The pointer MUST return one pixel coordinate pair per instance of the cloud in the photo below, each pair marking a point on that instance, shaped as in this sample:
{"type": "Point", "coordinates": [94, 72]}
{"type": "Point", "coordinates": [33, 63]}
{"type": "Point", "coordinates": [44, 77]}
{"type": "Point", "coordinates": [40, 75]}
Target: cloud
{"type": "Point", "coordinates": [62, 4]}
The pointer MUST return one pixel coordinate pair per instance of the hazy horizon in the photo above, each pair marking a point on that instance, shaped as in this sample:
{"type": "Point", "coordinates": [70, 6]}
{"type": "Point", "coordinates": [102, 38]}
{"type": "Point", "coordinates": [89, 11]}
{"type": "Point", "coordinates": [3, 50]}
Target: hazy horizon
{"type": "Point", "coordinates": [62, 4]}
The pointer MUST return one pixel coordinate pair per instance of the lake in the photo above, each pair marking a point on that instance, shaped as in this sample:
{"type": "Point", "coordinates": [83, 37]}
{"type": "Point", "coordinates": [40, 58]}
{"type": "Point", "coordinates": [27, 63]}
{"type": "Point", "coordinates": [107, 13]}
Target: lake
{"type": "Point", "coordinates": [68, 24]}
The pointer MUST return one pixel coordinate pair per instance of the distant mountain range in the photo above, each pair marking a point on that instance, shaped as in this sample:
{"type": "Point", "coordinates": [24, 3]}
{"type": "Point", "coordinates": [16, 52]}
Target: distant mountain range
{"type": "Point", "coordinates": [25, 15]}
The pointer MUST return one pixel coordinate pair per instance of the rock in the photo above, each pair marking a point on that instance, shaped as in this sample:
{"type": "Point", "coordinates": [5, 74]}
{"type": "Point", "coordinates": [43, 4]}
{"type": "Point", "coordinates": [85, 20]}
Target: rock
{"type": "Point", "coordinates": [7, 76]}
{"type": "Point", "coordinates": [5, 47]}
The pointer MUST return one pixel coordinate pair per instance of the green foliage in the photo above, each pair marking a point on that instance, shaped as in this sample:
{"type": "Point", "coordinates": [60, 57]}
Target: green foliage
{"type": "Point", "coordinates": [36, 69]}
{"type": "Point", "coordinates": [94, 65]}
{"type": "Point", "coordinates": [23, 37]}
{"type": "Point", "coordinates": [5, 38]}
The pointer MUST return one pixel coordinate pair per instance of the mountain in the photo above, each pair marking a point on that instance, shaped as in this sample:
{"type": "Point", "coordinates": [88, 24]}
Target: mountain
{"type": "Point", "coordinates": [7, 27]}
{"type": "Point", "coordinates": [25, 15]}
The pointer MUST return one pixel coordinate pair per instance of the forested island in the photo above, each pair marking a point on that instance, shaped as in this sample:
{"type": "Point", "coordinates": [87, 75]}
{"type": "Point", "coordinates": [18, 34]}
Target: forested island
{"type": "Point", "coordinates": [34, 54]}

++++++

> [TASK OBJECTIVE] The response should contain each record above, retyped exactly.

> [ANSWER FOR THE TASK]
The pointer MUST return one pixel coordinate pair per instance of the cloud in the photo below, each pair marking a point on that instance, shaped as in this sample:
{"type": "Point", "coordinates": [94, 72]}
{"type": "Point", "coordinates": [33, 63]}
{"type": "Point", "coordinates": [44, 77]}
{"type": "Point", "coordinates": [40, 75]}
Target: cloud
{"type": "Point", "coordinates": [62, 4]}
The pointer MUST return one pixel coordinate pair per instance of the hazy horizon in the photo above, each pair marking a point on that instance, shaped as in this sample:
{"type": "Point", "coordinates": [70, 6]}
{"type": "Point", "coordinates": [102, 38]}
{"type": "Point", "coordinates": [89, 11]}
{"type": "Point", "coordinates": [3, 50]}
Target: hazy horizon
{"type": "Point", "coordinates": [62, 4]}
The pointer MUST return one pixel coordinate pair per instance of the lake in the photo above, each pair marking a point on that instance, shaped as in this sample:
{"type": "Point", "coordinates": [83, 37]}
{"type": "Point", "coordinates": [40, 58]}
{"type": "Point", "coordinates": [27, 63]}
{"type": "Point", "coordinates": [107, 13]}
Target: lake
{"type": "Point", "coordinates": [68, 24]}
The pointer MUST return one pixel coordinate pair per instance of the distant mountain range in the photo above, each pair marking a point on that instance, shaped as in this sample:
{"type": "Point", "coordinates": [24, 3]}
{"type": "Point", "coordinates": [16, 52]}
Target: distant mountain range
{"type": "Point", "coordinates": [25, 15]}
The pointer MUST return one pixel coordinate pair per instance of the rock in the photo above, each pair marking a point on that instance, shaped as in this sample:
{"type": "Point", "coordinates": [5, 74]}
{"type": "Point", "coordinates": [43, 4]}
{"type": "Point", "coordinates": [85, 20]}
Target: rock
{"type": "Point", "coordinates": [7, 76]}
{"type": "Point", "coordinates": [5, 47]}
The pointer MUST return one pixel coordinate pair per instance of the green foliage in the photo above, each pair marking a point on that instance, shaped as in this sample:
{"type": "Point", "coordinates": [60, 57]}
Target: green foliage
{"type": "Point", "coordinates": [36, 69]}
{"type": "Point", "coordinates": [94, 65]}
{"type": "Point", "coordinates": [23, 37]}
{"type": "Point", "coordinates": [5, 38]}
The pointer MUST return one pixel coordinate pair per instance of the mountain in the photo above, each pair marking a point on that instance, shaped as in this sample:
{"type": "Point", "coordinates": [88, 24]}
Target: mountain
{"type": "Point", "coordinates": [7, 27]}
{"type": "Point", "coordinates": [25, 15]}
The pointer MUST return one pixel coordinate pair per instance of the forested island in the photo above, each pair marking a point on that instance, shaped as in this sample:
{"type": "Point", "coordinates": [87, 75]}
{"type": "Point", "coordinates": [18, 34]}
Target: forested island
{"type": "Point", "coordinates": [34, 54]}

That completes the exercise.